Problem to work on:
Look for "Target: pink flower in hanging basket" in the entries below. Then write out exactly the line that holds it and every line after it, to the last, and nothing else.

Extracted material:

┌──

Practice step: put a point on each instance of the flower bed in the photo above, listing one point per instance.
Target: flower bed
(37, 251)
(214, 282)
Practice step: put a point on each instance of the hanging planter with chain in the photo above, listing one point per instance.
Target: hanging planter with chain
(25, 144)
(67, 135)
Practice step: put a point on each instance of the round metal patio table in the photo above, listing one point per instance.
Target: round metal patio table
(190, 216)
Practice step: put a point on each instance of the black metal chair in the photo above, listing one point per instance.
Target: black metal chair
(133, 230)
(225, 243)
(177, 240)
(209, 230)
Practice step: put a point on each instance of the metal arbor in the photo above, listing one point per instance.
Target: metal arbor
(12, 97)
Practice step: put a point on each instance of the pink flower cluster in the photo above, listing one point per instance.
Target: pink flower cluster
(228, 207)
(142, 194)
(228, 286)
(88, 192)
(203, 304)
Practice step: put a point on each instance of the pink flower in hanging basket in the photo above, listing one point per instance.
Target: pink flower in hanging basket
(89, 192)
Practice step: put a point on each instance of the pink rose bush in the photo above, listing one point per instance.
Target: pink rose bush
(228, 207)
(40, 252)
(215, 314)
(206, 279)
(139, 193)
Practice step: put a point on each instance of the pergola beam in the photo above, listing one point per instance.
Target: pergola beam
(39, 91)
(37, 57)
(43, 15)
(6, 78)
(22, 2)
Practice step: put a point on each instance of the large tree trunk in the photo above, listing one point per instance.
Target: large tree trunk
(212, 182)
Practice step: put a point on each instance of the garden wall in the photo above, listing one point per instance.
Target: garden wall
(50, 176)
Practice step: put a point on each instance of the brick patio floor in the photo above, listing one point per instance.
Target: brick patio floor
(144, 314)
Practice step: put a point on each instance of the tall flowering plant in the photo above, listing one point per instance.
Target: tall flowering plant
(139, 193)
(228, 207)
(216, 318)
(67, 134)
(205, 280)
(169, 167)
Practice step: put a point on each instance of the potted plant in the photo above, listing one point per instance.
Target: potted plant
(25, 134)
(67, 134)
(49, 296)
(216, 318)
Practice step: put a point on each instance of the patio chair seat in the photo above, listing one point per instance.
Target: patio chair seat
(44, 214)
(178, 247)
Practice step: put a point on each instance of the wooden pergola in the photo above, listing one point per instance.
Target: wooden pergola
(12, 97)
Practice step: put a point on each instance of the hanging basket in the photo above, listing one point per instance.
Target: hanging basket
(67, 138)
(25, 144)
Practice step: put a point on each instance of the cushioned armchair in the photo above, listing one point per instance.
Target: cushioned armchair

└──

Response to the exercise:
Target: pink flower in hanging basket
(89, 192)
Practice step: put a point on each instance of the pink rose bush in the photo above, listing one point per instance.
Target: pink rose bush
(228, 207)
(40, 252)
(215, 314)
(206, 279)
(139, 193)
Practice step: put a point on each instance of the pergola beam in the photo above, listing one point per instance.
Target: pergola beam
(39, 91)
(37, 57)
(43, 15)
(6, 78)
(22, 2)
Practice step: put a point on each instance of the large tree trunk in the photo above, listing one point per instance.
Target: large tree trunk
(212, 182)
Practice step: put a point on each instance of the garden wall in the photo above, listing one point per instance.
Target: garden wall
(50, 176)
Practice step: put a point on each instance of the brick patio floor in the photo above, listing one point per instance.
Target: brick patio floor
(144, 314)
Practice step: put a point on each instance of the tall flowering plant in the photo above, listing one point per instance.
Target: tall flowering plant
(139, 193)
(228, 207)
(216, 318)
(67, 134)
(205, 280)
(169, 167)
Practice step: put a point on each instance of the potted plant in the photo above, listing one point per instance.
Target: potted plant
(25, 134)
(67, 134)
(49, 296)
(216, 318)
Practice step: put a point on each instance of the patio chair seat in the photo above, listing one point per instance.
Target: patio chair seat
(44, 214)
(178, 247)
Practice step: put a point on each instance of the wooden pergola in the photo above, listing one point per instance.
Target: wooden pergola
(12, 97)
Practice step: put a point on each instance of the hanging basket in the photo above, listing one point per instance.
Target: hanging basket
(67, 138)
(25, 144)
Practice step: put a point on each instance of the cushioned armchair in the photo above, listing one point per instance.
Target: cushioned armchair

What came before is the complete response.